Repeat the records word for word, excluding any picture.

(begin)

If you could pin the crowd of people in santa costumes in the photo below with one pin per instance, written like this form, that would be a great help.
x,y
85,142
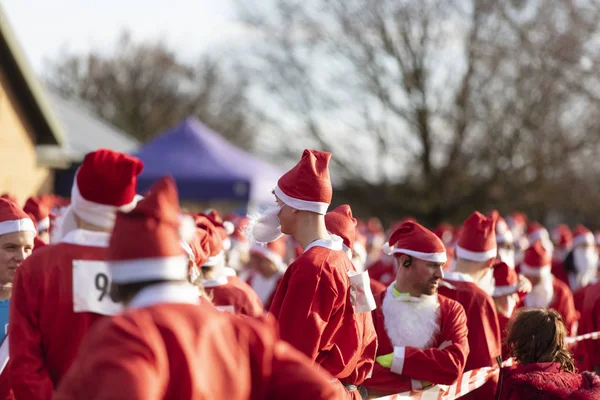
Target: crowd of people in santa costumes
x,y
109,294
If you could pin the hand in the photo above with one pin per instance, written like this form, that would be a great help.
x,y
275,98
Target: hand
x,y
445,344
524,285
386,360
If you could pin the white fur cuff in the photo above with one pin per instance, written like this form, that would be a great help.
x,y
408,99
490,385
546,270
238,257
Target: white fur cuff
x,y
398,361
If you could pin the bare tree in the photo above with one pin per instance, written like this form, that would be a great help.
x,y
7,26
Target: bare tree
x,y
435,107
143,88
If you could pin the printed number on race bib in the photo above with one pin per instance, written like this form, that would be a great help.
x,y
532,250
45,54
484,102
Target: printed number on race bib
x,y
91,288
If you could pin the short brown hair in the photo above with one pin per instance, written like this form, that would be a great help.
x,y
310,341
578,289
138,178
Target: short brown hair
x,y
538,335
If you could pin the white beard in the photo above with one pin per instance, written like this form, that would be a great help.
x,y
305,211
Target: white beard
x,y
487,283
410,321
542,294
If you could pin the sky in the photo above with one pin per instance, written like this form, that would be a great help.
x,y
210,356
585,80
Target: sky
x,y
45,28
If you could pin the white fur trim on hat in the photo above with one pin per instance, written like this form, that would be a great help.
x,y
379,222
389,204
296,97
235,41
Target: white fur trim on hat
x,y
587,238
101,215
475,256
299,204
506,237
43,224
430,257
545,270
147,269
505,290
17,225
268,254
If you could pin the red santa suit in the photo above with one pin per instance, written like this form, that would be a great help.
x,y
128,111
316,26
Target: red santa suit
x,y
477,243
416,340
172,336
265,287
229,293
314,294
383,270
166,346
549,292
63,289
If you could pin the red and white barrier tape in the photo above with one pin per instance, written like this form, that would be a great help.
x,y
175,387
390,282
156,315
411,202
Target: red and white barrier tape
x,y
469,381
593,336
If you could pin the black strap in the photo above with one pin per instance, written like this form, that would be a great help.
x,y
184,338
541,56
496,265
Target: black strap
x,y
500,379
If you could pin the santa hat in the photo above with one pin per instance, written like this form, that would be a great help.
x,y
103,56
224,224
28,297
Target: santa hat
x,y
477,241
445,232
307,186
340,222
415,240
562,236
273,251
104,184
215,241
503,232
39,211
13,219
536,231
145,243
582,235
506,280
537,261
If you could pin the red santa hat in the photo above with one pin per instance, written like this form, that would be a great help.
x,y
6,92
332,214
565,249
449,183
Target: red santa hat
x,y
506,280
307,186
445,232
13,219
503,232
145,243
215,241
415,240
562,237
536,231
537,261
477,241
273,251
105,183
40,212
582,235
340,222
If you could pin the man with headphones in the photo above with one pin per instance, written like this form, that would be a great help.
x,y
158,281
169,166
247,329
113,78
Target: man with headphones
x,y
422,335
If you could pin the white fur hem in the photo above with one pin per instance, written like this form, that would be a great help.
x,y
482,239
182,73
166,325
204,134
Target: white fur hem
x,y
536,271
398,361
299,204
475,256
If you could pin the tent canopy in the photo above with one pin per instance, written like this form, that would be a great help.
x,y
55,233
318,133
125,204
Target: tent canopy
x,y
206,166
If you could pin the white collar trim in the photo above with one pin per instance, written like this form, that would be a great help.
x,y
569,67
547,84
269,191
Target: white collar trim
x,y
168,292
333,243
87,238
458,277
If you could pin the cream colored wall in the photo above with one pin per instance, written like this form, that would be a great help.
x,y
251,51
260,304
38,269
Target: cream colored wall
x,y
19,173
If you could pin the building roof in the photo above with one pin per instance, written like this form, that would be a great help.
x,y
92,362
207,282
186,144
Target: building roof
x,y
85,132
26,88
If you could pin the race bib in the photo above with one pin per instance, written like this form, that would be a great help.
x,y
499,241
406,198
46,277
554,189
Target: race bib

(end)

(FINISHED TASK):
If you could pin the crowd of people in santa costumes in the photo below with one pin per instance, written like this form, that would be a great help.
x,y
85,142
Target: crowd of people in santa costumes
x,y
109,294
If you could pin the hand in the photo above with one pin per instance, written like this form, that would be a great help.
x,y
275,98
Target: hand
x,y
445,344
524,285
386,360
If you could pin the white fur cuff in the photo above with one pin per instance, written like this form, that would be a great help.
x,y
408,99
490,385
546,270
238,257
Target: white fur cuff
x,y
398,361
If you could pin the bare tree in the photo above with one pin per instance, written like this form, that would be a great help.
x,y
7,26
Target: bare tree
x,y
435,107
143,88
If you could pin the printed number on race bib in the photo above with one pin per instance, written like this form, that would be a great help.
x,y
532,250
45,54
484,102
Target: printed number on race bib
x,y
91,288
If you could pin the short brown hair in the photo above with one pin per instance, written like this form, that would be a great help.
x,y
310,341
578,289
138,178
Target: short brown hair
x,y
538,335
If you could pin the white beard in the photo above with one pin per instance, written like this form, that would be a great help.
x,y
305,211
Target: white beard
x,y
487,283
410,321
542,294
If you could pin the sky in the photo above with one pin per instance, written like this form, that would be a great help.
x,y
210,356
585,80
Target: sky
x,y
45,28
If you could pin the white fur trim on hat in the photo above with one pin per instance, written like this form, that would be a great help.
x,y
379,222
389,204
296,97
235,41
Target: white fur trim on hat
x,y
587,238
101,215
475,256
299,204
506,237
43,224
430,257
545,270
147,269
505,290
17,225
268,254
If you could pin the red santa suit in the photo above with one pin per instance, written like this form, that would be a great help.
x,y
128,111
316,26
Target: red santa suit
x,y
477,243
416,340
172,336
265,287
229,293
314,294
383,270
166,346
549,292
63,289
If you could pin the red and white barrier tape in the photo above with one pin per instance, written like this form, that would be a great help.
x,y
175,387
390,282
156,315
411,202
Target: red and white barrier tape
x,y
469,381
593,336
If you could pin the black strap in the photo above with one pin per instance, written like this form, that would be a great help.
x,y
184,338
541,56
496,265
Target: black strap
x,y
500,379
If you could pin the santa hat in the photo above with one pin per instance, written like this form, that would be a great help.
x,y
103,56
224,224
28,297
Target: santa hat
x,y
477,241
445,232
307,186
340,222
415,240
562,236
273,251
104,184
215,241
503,232
39,211
13,219
536,231
145,243
582,235
506,280
537,261
If you could pin the red santa hat in the photo above with one pin per instance, written like this form, that would be a great help.
x,y
6,92
332,214
565,249
449,183
Target: red santa hat
x,y
506,280
307,186
445,232
13,219
503,232
145,243
215,241
415,240
562,237
536,231
537,261
477,241
273,251
105,183
40,212
582,235
340,222
If you could pin the man with headphones in the photo above with one pin per instance, written like this form, that would be a great help.
x,y
158,281
169,166
247,329
113,78
Target: man with headphones
x,y
422,335
If you could pin the white fur hem in the photo above with one pin per instance, written like this form, that would be a great help.
x,y
482,239
182,73
166,325
204,134
Target: white fur hem
x,y
536,271
398,361
299,204
475,256
If you could pin the tent canopy in the photo above with one pin per instance, written like this form, that would be a great help.
x,y
55,233
318,133
125,204
Target: tent canopy
x,y
206,166
If you could pin the white collar trim in the photo above with one pin per instance, written like this form, that would be a great help.
x,y
569,67
547,84
269,191
Target: white collar trim
x,y
168,292
333,243
87,238
458,277
If you could pin the cream colored wall in the photo above with one pin per instance, written like this form, that would be a great help.
x,y
251,51
260,304
38,269
Target: cream colored wall
x,y
19,173
If you could pin the building roof in the photo above with one pin per instance, written like this form, that would be a great help.
x,y
92,362
207,282
186,144
Target: building roof
x,y
85,132
26,88
If you could pin the race bib in the photo above with one pin per instance, written like this form, that would be a great help.
x,y
499,241
406,198
46,277
554,189
Target: race bib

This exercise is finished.